# ИСХОДНЫЕ ДАННЫЕ:
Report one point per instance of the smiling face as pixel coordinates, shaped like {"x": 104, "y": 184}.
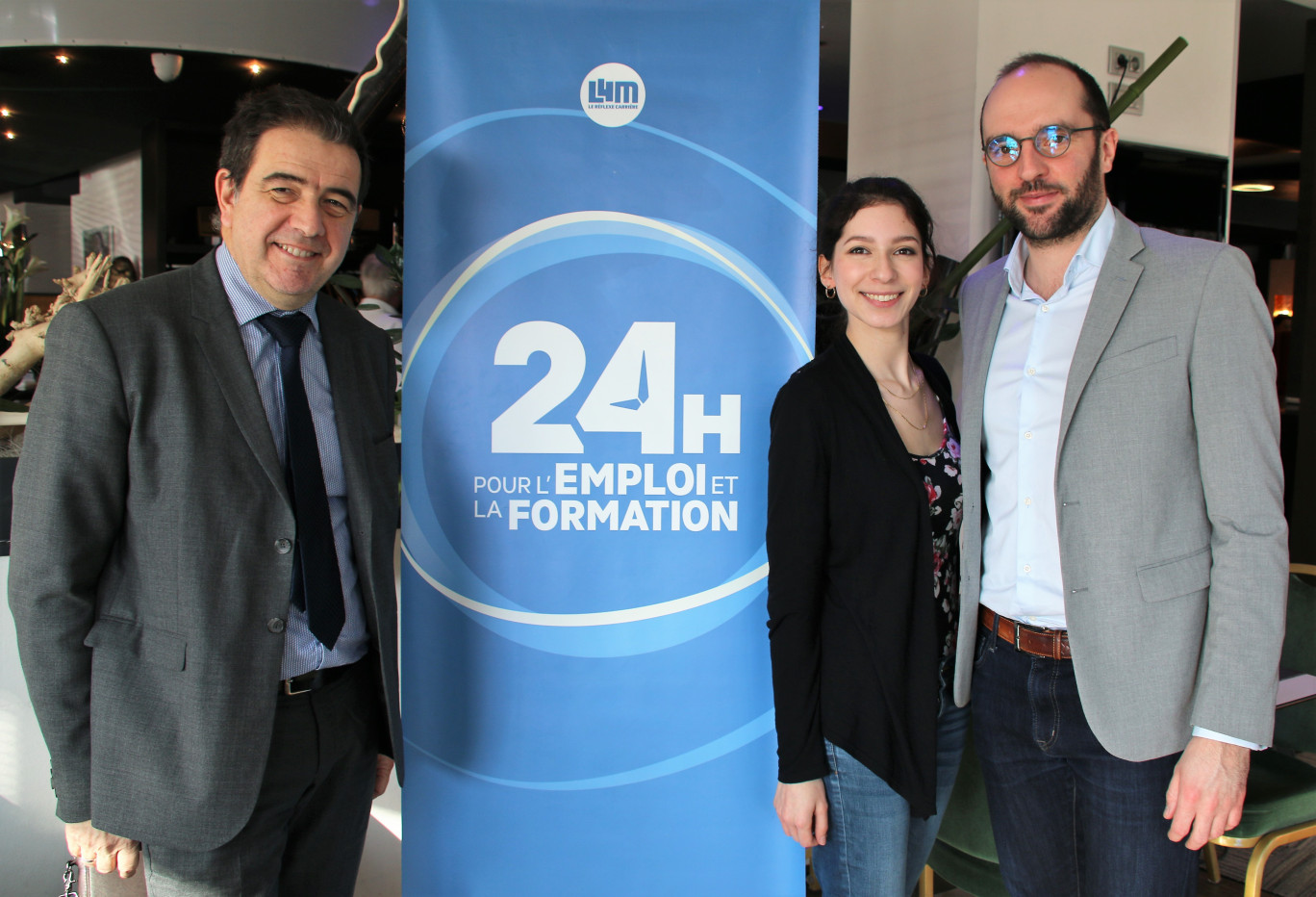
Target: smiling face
{"x": 1048, "y": 199}
{"x": 290, "y": 222}
{"x": 878, "y": 269}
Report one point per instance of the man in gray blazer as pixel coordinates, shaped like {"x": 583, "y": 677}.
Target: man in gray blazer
{"x": 1124, "y": 542}
{"x": 208, "y": 642}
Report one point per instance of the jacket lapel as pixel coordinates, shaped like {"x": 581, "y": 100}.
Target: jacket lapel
{"x": 220, "y": 344}
{"x": 978, "y": 357}
{"x": 1109, "y": 297}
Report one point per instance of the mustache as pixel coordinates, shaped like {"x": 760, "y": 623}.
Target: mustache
{"x": 1034, "y": 188}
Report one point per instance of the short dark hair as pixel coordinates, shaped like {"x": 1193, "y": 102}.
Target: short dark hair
{"x": 279, "y": 106}
{"x": 874, "y": 192}
{"x": 1094, "y": 100}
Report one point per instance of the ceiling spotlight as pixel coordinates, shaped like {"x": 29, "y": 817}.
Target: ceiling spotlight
{"x": 166, "y": 64}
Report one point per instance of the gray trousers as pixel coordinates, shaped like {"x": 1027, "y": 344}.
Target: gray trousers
{"x": 308, "y": 828}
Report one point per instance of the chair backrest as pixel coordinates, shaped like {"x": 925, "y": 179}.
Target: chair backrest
{"x": 966, "y": 824}
{"x": 1295, "y": 725}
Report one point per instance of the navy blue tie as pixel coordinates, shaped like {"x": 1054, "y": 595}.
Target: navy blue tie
{"x": 316, "y": 583}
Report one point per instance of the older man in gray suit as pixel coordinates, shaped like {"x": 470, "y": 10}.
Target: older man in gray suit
{"x": 1124, "y": 542}
{"x": 204, "y": 515}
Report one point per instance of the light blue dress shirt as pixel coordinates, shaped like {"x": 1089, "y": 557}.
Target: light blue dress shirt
{"x": 1022, "y": 417}
{"x": 301, "y": 651}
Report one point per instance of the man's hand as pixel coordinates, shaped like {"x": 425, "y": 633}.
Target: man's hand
{"x": 108, "y": 853}
{"x": 1205, "y": 792}
{"x": 383, "y": 769}
{"x": 801, "y": 807}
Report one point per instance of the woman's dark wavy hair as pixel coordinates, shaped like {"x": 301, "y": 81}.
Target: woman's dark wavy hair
{"x": 287, "y": 107}
{"x": 874, "y": 192}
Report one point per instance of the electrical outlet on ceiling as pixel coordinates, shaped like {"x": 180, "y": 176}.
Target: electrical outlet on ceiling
{"x": 1136, "y": 63}
{"x": 1134, "y": 107}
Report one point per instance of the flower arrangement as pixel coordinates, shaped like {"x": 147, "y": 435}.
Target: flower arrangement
{"x": 17, "y": 263}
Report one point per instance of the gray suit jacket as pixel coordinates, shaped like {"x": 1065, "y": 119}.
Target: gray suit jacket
{"x": 146, "y": 577}
{"x": 1169, "y": 494}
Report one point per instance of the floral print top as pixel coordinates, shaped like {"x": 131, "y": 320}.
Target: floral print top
{"x": 947, "y": 503}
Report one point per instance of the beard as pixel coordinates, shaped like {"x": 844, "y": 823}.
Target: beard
{"x": 1076, "y": 211}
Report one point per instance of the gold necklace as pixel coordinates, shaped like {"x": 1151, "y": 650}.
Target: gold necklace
{"x": 926, "y": 411}
{"x": 918, "y": 385}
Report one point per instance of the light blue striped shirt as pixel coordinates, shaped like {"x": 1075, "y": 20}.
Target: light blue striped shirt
{"x": 301, "y": 651}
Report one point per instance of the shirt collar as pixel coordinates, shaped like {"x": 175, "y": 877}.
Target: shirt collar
{"x": 1090, "y": 253}
{"x": 247, "y": 304}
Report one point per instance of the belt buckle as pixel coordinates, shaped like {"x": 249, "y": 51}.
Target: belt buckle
{"x": 287, "y": 685}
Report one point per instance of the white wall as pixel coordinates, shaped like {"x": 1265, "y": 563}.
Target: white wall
{"x": 110, "y": 195}
{"x": 33, "y": 839}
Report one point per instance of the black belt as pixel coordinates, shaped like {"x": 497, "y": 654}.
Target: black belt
{"x": 315, "y": 679}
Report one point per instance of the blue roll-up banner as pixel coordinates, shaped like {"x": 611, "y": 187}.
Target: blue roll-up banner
{"x": 610, "y": 228}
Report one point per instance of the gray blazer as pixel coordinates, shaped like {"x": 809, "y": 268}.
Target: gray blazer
{"x": 146, "y": 577}
{"x": 1169, "y": 494}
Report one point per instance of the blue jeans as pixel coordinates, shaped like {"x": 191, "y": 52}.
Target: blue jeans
{"x": 874, "y": 847}
{"x": 1069, "y": 817}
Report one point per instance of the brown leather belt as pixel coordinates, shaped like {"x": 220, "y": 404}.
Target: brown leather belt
{"x": 1043, "y": 643}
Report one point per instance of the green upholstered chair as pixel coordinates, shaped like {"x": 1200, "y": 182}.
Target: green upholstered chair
{"x": 965, "y": 853}
{"x": 1280, "y": 804}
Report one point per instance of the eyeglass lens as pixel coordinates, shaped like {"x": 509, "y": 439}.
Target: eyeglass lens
{"x": 1051, "y": 141}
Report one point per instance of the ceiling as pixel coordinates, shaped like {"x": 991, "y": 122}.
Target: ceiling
{"x": 70, "y": 117}
{"x": 67, "y": 117}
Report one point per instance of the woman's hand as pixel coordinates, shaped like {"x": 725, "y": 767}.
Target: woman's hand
{"x": 801, "y": 807}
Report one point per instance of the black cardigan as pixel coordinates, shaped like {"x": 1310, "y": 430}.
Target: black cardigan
{"x": 850, "y": 604}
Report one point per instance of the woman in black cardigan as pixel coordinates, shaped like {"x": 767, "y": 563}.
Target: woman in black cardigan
{"x": 862, "y": 540}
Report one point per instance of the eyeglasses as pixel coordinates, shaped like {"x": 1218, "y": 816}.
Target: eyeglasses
{"x": 1051, "y": 141}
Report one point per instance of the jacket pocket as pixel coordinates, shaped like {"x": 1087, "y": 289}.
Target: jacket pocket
{"x": 143, "y": 642}
{"x": 1178, "y": 577}
{"x": 1137, "y": 358}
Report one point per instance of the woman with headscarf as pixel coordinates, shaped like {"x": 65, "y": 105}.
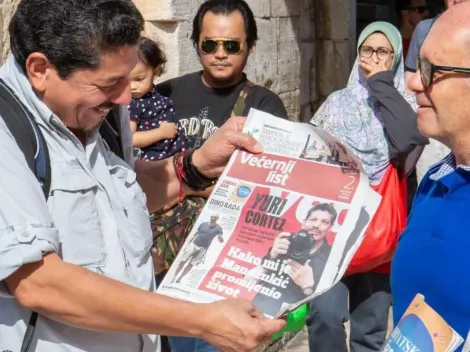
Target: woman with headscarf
{"x": 376, "y": 119}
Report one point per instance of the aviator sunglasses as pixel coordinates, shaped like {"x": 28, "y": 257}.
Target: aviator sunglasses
{"x": 418, "y": 9}
{"x": 231, "y": 46}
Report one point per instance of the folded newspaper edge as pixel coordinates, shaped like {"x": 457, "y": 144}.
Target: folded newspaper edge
{"x": 421, "y": 328}
{"x": 288, "y": 221}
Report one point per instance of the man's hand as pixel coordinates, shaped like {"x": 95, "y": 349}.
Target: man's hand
{"x": 281, "y": 245}
{"x": 370, "y": 68}
{"x": 301, "y": 275}
{"x": 236, "y": 325}
{"x": 168, "y": 130}
{"x": 213, "y": 156}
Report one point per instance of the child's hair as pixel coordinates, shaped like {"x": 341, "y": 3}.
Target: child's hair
{"x": 150, "y": 54}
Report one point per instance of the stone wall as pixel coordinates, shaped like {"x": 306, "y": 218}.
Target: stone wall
{"x": 303, "y": 54}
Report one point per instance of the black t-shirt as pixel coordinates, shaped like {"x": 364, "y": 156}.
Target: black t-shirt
{"x": 292, "y": 293}
{"x": 202, "y": 110}
{"x": 206, "y": 233}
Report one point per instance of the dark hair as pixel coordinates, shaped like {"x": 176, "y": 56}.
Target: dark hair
{"x": 151, "y": 54}
{"x": 73, "y": 34}
{"x": 324, "y": 207}
{"x": 226, "y": 7}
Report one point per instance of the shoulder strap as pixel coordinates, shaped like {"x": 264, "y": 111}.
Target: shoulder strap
{"x": 31, "y": 141}
{"x": 110, "y": 131}
{"x": 240, "y": 103}
{"x": 27, "y": 135}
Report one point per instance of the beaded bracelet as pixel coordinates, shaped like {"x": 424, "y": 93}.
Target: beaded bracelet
{"x": 188, "y": 173}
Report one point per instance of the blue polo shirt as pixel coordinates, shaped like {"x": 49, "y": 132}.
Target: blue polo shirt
{"x": 433, "y": 254}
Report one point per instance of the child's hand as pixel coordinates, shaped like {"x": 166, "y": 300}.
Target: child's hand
{"x": 370, "y": 68}
{"x": 169, "y": 130}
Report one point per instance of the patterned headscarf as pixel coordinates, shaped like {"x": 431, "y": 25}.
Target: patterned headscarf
{"x": 353, "y": 115}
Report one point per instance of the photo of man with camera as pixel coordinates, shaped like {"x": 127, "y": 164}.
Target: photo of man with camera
{"x": 195, "y": 253}
{"x": 300, "y": 259}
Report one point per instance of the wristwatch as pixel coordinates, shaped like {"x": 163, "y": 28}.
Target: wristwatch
{"x": 308, "y": 291}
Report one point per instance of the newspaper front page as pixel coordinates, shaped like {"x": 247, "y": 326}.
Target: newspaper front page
{"x": 280, "y": 227}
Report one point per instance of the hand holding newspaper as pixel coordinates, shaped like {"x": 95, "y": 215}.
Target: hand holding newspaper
{"x": 421, "y": 329}
{"x": 288, "y": 221}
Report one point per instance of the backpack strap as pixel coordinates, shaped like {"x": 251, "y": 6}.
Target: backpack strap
{"x": 30, "y": 140}
{"x": 241, "y": 100}
{"x": 110, "y": 131}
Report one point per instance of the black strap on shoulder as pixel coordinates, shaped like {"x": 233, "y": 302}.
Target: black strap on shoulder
{"x": 27, "y": 135}
{"x": 241, "y": 100}
{"x": 31, "y": 141}
{"x": 110, "y": 131}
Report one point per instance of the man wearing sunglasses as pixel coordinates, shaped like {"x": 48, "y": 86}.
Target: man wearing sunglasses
{"x": 432, "y": 255}
{"x": 435, "y": 150}
{"x": 410, "y": 13}
{"x": 224, "y": 35}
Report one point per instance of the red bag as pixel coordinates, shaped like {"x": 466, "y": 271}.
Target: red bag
{"x": 381, "y": 237}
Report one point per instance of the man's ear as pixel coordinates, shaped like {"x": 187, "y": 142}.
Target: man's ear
{"x": 38, "y": 70}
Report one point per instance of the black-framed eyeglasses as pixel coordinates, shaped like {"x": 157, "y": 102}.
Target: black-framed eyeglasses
{"x": 419, "y": 9}
{"x": 382, "y": 53}
{"x": 427, "y": 70}
{"x": 231, "y": 46}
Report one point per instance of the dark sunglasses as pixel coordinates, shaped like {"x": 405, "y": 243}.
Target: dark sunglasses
{"x": 231, "y": 46}
{"x": 427, "y": 70}
{"x": 419, "y": 9}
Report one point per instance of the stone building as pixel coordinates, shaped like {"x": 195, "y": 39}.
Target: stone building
{"x": 304, "y": 50}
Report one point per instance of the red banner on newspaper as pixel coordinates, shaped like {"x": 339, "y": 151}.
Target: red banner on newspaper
{"x": 273, "y": 170}
{"x": 263, "y": 218}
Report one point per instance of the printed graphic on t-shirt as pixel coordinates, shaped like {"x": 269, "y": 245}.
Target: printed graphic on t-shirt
{"x": 198, "y": 128}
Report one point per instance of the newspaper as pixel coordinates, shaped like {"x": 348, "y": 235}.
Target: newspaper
{"x": 422, "y": 329}
{"x": 280, "y": 227}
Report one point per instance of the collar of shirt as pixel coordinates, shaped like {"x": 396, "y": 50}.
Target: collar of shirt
{"x": 445, "y": 167}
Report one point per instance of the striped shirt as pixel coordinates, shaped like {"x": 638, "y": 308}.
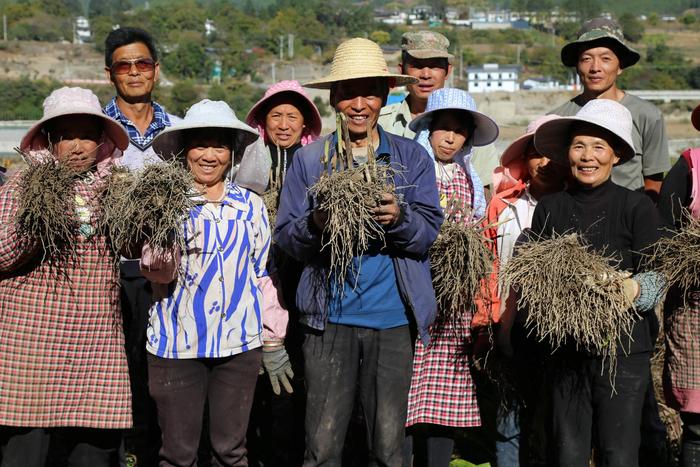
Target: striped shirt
{"x": 214, "y": 308}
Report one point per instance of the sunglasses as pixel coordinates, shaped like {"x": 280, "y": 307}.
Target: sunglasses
{"x": 123, "y": 67}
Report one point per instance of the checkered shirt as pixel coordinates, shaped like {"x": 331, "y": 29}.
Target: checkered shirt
{"x": 682, "y": 364}
{"x": 458, "y": 189}
{"x": 442, "y": 390}
{"x": 160, "y": 122}
{"x": 62, "y": 360}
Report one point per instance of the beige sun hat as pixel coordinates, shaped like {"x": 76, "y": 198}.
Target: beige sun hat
{"x": 68, "y": 101}
{"x": 553, "y": 138}
{"x": 359, "y": 58}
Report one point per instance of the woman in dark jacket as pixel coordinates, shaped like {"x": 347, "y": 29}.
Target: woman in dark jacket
{"x": 586, "y": 410}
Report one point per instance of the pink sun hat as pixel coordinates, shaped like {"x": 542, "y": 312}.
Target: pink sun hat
{"x": 274, "y": 94}
{"x": 68, "y": 101}
{"x": 513, "y": 169}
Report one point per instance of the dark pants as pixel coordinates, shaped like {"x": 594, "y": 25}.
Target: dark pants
{"x": 690, "y": 442}
{"x": 428, "y": 446}
{"x": 586, "y": 412}
{"x": 181, "y": 388}
{"x": 143, "y": 440}
{"x": 335, "y": 361}
{"x": 58, "y": 447}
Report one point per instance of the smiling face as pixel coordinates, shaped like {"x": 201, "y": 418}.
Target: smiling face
{"x": 75, "y": 140}
{"x": 598, "y": 69}
{"x": 135, "y": 85}
{"x": 284, "y": 124}
{"x": 449, "y": 131}
{"x": 430, "y": 72}
{"x": 591, "y": 156}
{"x": 208, "y": 155}
{"x": 360, "y": 101}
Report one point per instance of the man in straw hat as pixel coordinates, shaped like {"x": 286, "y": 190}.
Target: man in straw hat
{"x": 425, "y": 56}
{"x": 600, "y": 55}
{"x": 370, "y": 342}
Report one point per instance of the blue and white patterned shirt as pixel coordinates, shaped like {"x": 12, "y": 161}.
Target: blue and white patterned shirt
{"x": 214, "y": 308}
{"x": 160, "y": 121}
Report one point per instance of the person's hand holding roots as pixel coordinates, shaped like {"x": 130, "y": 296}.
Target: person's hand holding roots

# УСЛОВИЕ ЗАДАЧИ:
Перепишите отрывок от строки, содержащей «Report one point per instance of the person's», до последней строки включительно, поменяв «holding roots» на «holding leaves». Всё остальное оставьте без изменений.

# ОТВЕТ К УПРАЖНЕНИЮ:
Report one point per instance of the person's hand holding leaves as pixel coordinates, shaped like {"x": 130, "y": 296}.
Target: person's hand holding leaves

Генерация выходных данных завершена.